# [TASK TO CARRY OUT]
In the album review below, which number album is O Sun O Moon for Bruce Cockburn?

** READING PASSAGE follows **

ALBUM REVIEW: Bruce Cockburn On a Roll with ‘O Sun O Moon’
Bruce Cockburn has been a revered musical icon in Canada for more than half a century, but despite being championed by the likes of Jerry Garcia and Crosby, Stills & Nash, and being famously called out by Eddie Van aHHalen as the world’s greatest guitarist, he has never caught on in the same way outside of his native country. This lack of mainstream success is probably not something that the 77-year-old songwriter has devoted much thought to; like his contemporaries David Bowie and Bob Dylan, he’s never been one to rest with or follow successful formulas. As a relentlessly creative artist, Cockburn has pursued his very personal and highly accomplished musical visions ever since his debut album was released in 1969.
Featuring 11 new songs and one instrumental track that showcases his exemplary guitar playing, O Sun O Moon is Bruce Cockburn’s 38th album and will almost certainly come to be considered one of his best.

** End of READING PASSAGE **
** ENTRIES SHOWN follows **

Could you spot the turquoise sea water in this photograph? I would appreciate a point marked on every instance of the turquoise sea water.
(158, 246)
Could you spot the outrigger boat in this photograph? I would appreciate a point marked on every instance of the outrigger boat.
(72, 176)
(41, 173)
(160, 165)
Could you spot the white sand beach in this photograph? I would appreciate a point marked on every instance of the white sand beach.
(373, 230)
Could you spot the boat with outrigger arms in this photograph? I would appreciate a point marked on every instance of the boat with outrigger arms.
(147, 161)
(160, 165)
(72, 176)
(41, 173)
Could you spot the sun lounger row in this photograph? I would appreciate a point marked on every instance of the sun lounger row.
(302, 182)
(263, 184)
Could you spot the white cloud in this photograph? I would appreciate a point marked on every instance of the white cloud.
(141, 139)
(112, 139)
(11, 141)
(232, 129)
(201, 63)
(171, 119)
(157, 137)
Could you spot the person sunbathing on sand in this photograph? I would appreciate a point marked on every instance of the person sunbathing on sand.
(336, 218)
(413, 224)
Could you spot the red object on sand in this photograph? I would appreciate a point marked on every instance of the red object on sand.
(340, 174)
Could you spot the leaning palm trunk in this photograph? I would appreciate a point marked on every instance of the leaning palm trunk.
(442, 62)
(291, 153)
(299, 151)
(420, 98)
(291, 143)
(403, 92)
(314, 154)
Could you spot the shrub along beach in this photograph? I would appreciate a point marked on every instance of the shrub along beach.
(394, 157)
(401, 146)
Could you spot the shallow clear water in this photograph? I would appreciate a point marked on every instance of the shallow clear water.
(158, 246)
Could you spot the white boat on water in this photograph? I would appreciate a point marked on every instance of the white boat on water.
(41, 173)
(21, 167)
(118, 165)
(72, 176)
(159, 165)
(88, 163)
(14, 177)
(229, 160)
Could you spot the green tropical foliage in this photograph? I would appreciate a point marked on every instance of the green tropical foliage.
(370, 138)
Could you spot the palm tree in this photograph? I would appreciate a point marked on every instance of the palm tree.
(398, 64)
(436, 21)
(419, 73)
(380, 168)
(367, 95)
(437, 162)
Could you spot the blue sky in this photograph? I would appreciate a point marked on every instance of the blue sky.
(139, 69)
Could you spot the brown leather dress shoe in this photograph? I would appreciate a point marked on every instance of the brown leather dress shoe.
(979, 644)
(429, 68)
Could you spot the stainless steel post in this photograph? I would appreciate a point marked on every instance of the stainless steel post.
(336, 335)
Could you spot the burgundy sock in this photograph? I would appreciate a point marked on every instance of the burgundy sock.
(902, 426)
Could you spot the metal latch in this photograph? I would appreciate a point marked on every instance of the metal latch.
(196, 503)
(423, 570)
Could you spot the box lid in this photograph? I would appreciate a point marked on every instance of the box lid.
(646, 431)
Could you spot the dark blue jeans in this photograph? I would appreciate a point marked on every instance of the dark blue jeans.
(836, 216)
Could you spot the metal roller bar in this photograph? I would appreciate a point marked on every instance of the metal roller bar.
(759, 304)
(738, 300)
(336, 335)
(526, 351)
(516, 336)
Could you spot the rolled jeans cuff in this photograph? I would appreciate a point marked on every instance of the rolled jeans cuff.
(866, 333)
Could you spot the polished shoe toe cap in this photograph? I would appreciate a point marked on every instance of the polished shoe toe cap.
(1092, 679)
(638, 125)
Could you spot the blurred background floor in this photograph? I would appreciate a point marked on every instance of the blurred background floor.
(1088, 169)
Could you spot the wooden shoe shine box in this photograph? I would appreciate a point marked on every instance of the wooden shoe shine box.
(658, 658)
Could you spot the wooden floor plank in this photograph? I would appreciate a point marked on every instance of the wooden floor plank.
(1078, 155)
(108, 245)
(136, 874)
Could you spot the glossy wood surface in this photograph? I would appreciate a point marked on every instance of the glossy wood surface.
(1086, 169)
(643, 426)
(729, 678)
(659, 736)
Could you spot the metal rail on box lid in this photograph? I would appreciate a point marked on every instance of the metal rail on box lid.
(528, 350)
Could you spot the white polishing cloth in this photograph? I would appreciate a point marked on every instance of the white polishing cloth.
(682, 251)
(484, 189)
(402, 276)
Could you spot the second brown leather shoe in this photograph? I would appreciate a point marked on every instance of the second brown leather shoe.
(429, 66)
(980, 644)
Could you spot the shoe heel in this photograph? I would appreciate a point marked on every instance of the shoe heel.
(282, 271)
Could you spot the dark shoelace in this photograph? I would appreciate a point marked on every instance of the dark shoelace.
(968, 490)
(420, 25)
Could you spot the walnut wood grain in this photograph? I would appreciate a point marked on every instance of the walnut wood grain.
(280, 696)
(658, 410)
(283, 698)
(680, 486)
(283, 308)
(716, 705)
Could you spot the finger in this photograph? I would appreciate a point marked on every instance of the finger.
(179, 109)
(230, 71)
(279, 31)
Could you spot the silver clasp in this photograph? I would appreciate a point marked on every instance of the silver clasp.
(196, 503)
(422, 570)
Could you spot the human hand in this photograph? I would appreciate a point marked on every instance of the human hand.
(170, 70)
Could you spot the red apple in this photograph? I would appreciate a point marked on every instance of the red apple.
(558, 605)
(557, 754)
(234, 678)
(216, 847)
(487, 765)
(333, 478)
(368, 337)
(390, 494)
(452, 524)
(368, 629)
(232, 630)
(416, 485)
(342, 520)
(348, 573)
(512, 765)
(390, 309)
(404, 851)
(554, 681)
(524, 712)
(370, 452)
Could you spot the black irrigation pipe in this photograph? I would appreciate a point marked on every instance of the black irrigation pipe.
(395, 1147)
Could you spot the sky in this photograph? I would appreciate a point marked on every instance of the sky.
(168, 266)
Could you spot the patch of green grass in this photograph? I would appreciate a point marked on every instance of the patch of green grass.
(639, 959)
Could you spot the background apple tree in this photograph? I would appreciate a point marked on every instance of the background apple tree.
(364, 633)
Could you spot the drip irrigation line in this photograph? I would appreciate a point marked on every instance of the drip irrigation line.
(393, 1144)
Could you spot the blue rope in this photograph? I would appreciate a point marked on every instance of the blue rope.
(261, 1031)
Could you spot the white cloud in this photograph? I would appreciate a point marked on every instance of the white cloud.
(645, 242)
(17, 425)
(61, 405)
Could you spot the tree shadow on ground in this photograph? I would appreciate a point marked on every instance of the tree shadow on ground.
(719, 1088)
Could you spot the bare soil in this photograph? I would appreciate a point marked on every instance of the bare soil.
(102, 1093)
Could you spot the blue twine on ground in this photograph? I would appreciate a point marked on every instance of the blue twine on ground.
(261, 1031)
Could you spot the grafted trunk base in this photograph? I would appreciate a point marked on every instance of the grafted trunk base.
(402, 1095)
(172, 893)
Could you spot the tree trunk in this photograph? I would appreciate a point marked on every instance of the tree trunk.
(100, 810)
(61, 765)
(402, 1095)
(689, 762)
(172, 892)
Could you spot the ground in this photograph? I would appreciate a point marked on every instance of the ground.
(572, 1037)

** End of ENTRIES SHOWN **

# [RESULT OF THIS EXERCISE]
It is his 38th album.